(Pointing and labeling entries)
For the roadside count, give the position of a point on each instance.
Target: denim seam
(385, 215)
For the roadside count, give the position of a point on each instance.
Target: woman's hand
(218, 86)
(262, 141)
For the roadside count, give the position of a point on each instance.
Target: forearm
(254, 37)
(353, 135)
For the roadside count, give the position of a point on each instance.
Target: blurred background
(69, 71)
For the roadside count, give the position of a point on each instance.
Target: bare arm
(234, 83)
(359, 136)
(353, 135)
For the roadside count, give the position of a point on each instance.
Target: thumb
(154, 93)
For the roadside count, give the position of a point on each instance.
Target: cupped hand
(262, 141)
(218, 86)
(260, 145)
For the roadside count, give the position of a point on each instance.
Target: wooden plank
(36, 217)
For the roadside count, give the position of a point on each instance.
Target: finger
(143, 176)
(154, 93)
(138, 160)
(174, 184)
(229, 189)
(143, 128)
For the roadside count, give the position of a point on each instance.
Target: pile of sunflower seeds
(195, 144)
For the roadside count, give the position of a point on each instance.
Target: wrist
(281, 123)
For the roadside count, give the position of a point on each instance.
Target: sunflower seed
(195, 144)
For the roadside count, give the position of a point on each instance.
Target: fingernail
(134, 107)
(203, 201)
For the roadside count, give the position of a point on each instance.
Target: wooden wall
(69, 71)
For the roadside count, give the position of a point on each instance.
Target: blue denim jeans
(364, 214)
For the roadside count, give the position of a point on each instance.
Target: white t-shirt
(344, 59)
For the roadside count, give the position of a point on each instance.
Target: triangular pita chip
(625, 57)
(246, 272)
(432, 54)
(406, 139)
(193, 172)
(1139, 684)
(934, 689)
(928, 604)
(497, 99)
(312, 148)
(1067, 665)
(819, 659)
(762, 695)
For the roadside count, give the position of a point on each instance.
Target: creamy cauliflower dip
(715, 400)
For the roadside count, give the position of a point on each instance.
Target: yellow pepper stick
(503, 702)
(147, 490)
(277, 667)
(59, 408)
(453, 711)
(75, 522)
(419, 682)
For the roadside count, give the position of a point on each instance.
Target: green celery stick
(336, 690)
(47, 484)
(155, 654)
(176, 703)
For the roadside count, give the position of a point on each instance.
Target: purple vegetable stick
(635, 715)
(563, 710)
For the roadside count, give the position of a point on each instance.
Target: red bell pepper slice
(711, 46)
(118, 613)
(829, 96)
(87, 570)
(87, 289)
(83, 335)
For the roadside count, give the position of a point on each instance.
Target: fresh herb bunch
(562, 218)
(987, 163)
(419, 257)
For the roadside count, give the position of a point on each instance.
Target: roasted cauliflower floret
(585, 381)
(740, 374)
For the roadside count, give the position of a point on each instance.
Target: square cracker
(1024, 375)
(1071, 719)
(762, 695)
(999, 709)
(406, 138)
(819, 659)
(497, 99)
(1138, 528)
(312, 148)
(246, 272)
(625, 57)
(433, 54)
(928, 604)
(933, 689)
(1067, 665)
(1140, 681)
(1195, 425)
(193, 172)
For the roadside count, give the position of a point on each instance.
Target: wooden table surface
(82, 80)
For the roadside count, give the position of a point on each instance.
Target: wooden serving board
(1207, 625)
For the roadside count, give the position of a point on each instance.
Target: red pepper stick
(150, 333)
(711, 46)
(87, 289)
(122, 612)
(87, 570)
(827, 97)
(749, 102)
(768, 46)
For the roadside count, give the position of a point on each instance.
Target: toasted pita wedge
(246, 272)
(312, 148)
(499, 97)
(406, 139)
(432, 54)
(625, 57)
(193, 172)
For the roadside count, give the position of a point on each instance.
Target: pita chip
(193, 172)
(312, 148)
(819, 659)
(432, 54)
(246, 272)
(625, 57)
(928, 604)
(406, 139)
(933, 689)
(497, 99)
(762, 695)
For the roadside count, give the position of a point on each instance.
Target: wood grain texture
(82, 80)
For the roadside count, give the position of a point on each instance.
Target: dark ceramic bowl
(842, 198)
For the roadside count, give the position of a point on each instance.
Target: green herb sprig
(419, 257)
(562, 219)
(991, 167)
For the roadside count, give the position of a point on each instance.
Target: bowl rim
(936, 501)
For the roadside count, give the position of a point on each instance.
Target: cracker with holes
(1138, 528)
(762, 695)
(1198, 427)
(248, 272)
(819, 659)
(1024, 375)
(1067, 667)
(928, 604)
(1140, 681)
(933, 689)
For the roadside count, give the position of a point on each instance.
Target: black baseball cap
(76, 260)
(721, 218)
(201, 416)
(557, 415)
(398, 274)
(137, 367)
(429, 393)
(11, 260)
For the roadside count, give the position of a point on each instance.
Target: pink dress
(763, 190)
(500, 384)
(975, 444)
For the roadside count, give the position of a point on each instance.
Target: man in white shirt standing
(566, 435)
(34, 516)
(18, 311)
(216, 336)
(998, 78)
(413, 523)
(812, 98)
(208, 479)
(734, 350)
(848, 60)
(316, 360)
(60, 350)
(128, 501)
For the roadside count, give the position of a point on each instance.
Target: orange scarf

## Work required
All of the lines above must be returned exactly.

## Complete answer
For the roadside count, give the position of a point on each instance.
Target: denim seam
(385, 215)
For the roadside count, give the position of a point on each instance.
Target: woman's hand
(218, 86)
(262, 141)
For the roadside count, give the position of a point on each instance.
Target: forearm
(254, 37)
(353, 135)
For the roadside count, give the position of a point on each instance.
Target: blurred background
(69, 71)
For the roadside count, give the position of a point on each instance.
Target: bare arm
(234, 83)
(359, 136)
(353, 135)
For the roadside count, give the position of a point on each instance.
Target: thumb
(154, 93)
For the roadside count, give the position of a point on each instance.
Target: cupped hand
(262, 141)
(218, 86)
(260, 145)
For the roadside count, give the position of a point on each instance.
Target: wooden plank
(36, 217)
For the roadside count, give the position of a point on each instance.
Target: finger
(143, 176)
(154, 93)
(138, 160)
(174, 184)
(229, 189)
(143, 128)
For the roadside count, give the position of a point on each instance.
Target: pile of sunflower seeds
(195, 144)
For the roadside count, give the position of a point on each instance.
Target: wrist
(281, 123)
For the roadside count, give the position of a point on each instance.
Target: sunflower seed
(195, 144)
For the roadside count, give the position of a point on each instance.
Target: fingernail
(134, 107)
(203, 201)
For the roadside count, give the position of a point on each instance.
Target: wooden wall
(69, 71)
For the roadside count, give the position of a point on each instance.
Target: blue denim jeans
(364, 214)
For the roadside count, give the position of a point on each instance.
Target: white t-shirt
(344, 59)
For the roadside count, give the position of a point on each instance.
Target: triangular pita chip
(625, 57)
(246, 272)
(432, 54)
(406, 139)
(193, 172)
(1139, 684)
(934, 689)
(928, 604)
(497, 99)
(312, 148)
(1067, 665)
(819, 659)
(762, 695)
For the roadside count, give the position of a point on each instance.
Target: creamy cauliflower dip
(715, 400)
For the roadside count, give the position of a point on each instance.
Target: yellow pepper stick
(503, 702)
(147, 490)
(277, 667)
(59, 408)
(453, 711)
(75, 522)
(419, 682)
For the roadside count, give the position of a point on each instance.
Target: green celery stick
(336, 690)
(47, 484)
(155, 654)
(176, 703)
For the roadside count, give the position of a point on each instance.
Target: purple vegetable stick
(635, 715)
(563, 710)
For the roadside count, give the position of a point on each instance.
Target: red bell pepper slice
(711, 46)
(118, 613)
(829, 96)
(87, 570)
(87, 289)
(83, 335)
For the roadside count, give the position of a point on each instance.
Target: fresh herb bunch
(562, 218)
(987, 163)
(419, 257)
For the roadside count, give the position of a point on each instance.
Target: roasted cauliflower floret
(585, 381)
(740, 374)
For the roadside count, give the position of a point on each instance.
Target: square cracker
(1024, 375)
(1071, 719)
(762, 695)
(999, 709)
(406, 138)
(819, 659)
(497, 99)
(1138, 528)
(312, 148)
(246, 272)
(625, 57)
(433, 54)
(928, 604)
(933, 689)
(1067, 665)
(1140, 681)
(1195, 425)
(193, 172)
For the roadside count, give the position of a point on each instance.
Target: wooden table surface
(82, 80)
For the roadside count, give the position of a point on each instance.
Target: wooden serving board
(1207, 625)
For the roadside count, give the position of a point on each instance.
Target: red pepper stick
(150, 333)
(711, 46)
(87, 289)
(122, 612)
(87, 570)
(827, 97)
(749, 102)
(768, 46)
For the roadside count, give the position of a point on each instance.
Target: toasted pita wedge
(246, 272)
(312, 148)
(499, 97)
(406, 139)
(432, 54)
(625, 57)
(193, 172)
For the roadside count, give the position of a point on each instance.
Target: pita chip
(193, 172)
(312, 148)
(819, 659)
(432, 54)
(246, 272)
(625, 57)
(928, 604)
(406, 139)
(933, 689)
(497, 99)
(762, 695)
For the roadside count, give the position of a point on each instance.
Target: wood grain texture
(82, 80)
For the roadside count, give the position of a point on each instance.
Target: dark ceramic bowl
(842, 198)
For the roadside count, give the position of a point on each instance.
Target: green herb sprig
(419, 257)
(562, 219)
(991, 167)
For the roadside count, give the position of a point on each instance.
Target: bowl rim
(936, 501)
For the roadside count, give the position of a point on each instance.
Target: cracker with holes
(1138, 528)
(762, 695)
(1198, 427)
(248, 272)
(819, 659)
(1024, 375)
(1067, 667)
(928, 604)
(1140, 681)
(933, 689)
For the roadside count, give the position of a point on each instance.
Target: black baseball cap
(76, 260)
(721, 218)
(201, 416)
(557, 415)
(398, 274)
(137, 367)
(429, 393)
(11, 260)
For the roadside count, give the position of a point on each instance.
Target: pink dress
(763, 190)
(500, 384)
(975, 444)
For the roadside count, give the position of a point on each instance.
Target: man in white shirt standing
(566, 435)
(34, 516)
(18, 311)
(216, 336)
(998, 78)
(413, 523)
(812, 98)
(208, 479)
(734, 350)
(848, 60)
(316, 360)
(60, 350)
(128, 501)
For the roadside count, give the position of a point on each instance.
Target: orange scarf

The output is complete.